Data:
═══
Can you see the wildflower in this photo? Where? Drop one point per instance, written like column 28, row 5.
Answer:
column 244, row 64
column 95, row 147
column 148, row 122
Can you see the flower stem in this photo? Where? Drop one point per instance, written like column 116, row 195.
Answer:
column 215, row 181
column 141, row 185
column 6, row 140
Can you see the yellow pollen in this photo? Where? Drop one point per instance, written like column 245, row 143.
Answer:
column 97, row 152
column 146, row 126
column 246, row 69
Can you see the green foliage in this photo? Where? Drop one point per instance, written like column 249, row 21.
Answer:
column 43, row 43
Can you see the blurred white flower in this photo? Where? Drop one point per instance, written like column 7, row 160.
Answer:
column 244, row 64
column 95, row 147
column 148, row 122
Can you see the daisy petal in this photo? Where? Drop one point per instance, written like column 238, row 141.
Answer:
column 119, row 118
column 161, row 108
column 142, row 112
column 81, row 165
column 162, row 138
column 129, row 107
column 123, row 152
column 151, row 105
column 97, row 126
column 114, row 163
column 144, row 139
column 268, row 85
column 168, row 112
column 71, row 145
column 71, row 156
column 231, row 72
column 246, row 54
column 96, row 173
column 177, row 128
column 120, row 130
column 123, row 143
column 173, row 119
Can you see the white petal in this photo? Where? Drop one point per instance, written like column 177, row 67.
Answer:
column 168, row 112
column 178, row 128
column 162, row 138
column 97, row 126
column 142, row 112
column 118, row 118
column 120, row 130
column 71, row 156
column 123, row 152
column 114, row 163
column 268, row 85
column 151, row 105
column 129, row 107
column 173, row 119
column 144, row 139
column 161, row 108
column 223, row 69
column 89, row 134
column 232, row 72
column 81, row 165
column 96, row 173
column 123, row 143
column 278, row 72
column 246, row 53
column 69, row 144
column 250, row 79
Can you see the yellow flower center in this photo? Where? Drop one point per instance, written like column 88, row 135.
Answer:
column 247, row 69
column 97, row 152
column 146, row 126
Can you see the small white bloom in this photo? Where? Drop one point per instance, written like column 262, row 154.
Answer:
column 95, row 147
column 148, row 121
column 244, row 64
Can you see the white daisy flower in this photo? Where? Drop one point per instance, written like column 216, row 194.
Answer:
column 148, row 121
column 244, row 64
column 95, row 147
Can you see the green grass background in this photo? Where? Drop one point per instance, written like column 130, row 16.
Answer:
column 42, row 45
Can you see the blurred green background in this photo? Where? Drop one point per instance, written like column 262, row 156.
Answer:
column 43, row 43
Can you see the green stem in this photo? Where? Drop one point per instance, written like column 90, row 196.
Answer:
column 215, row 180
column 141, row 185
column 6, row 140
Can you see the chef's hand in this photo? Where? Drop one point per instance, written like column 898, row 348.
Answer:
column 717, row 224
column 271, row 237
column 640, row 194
═══
Problem statement:
Search the preceding listing for the word "daisy" and pull out every line that holds it.

Completed exercise:
Can you see the daisy petal in this photo? Where? Drop one point per instance, written like column 238, row 141.
Can you see the white daisy flower in this photo? Where? Drop one point per instance, written like column 216, row 194.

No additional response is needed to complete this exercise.